[EXCERPT TO READ — start]
Gym dandy to the rescue 

Exercises in self-image

I've belonged to the same gym, Peachtree Center Athletic Club, about 10 years, maybe longer. It's a deluxe place with lots of amenities on top of the parking garage for Peachtree Center. You can work out, play basketball, run, swim, tan, get a massage and facial, even eat Middle Eastern food there.

Recently, I decided to get a second gym membership. Since I spend so much time at the Ansley Starbucks trying to write my disserfuckingtation, I thought it would be convenient to join the new LA Fitness there. It costs far less than my other club and, though it lacks cushy amenities, it has much better equipment.

Of course, in making this decision I didn't account for one profound difference in the two clubs. The average age at Peachtree Center is surely near 40, whereas the average age at LA has to be 25. You get classic rock at Peachtree Center. You get Shakira remixes at LA Fitness. You get the smell of Icy Hot at Peachtree Center. You get warning signs about steroids at LA Fitness.
[EXCERPT TO READ — finish]
▶ **DIRECTIONS**:
A) Translate this sentence from the piece about gym memberships into Spanish: "The average age at Peachtree Center is surely near 40, whereas the average age at LA has to be 25."
B) Write out the piece about gym memberships between "I've belonged to" and "Eastern food there.", inclusive.
[SOURCE MATERIAL — start]
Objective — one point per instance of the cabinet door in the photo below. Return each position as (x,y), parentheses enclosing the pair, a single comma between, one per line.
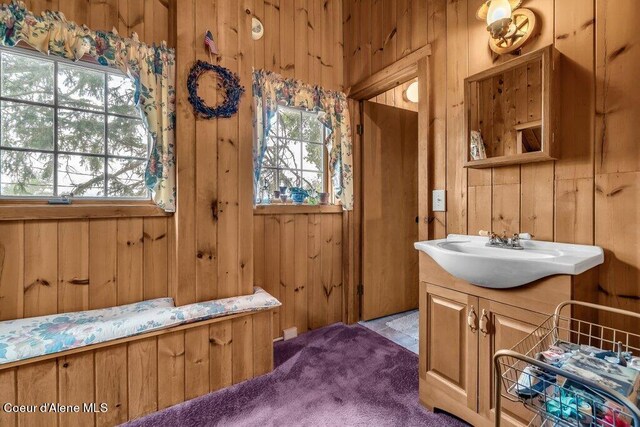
[SOURCE MATERIAL — finish]
▶ **OUTPUTS FOR THE TASKS**:
A) La edad promedio en Peachtree Center seguramente ronda los 40, mientras que la edad promedio en LA tiene que ser de 25.

B)
I've belonged to the same gym, Peachtree Center Athletic Club, about 10 years, maybe longer. It's a deluxe place with lots of amenities on top of the parking garage for Peachtree Center. You can work out, play basketball, run, swim, tan, get a massage and facial, even eat Middle Eastern food there.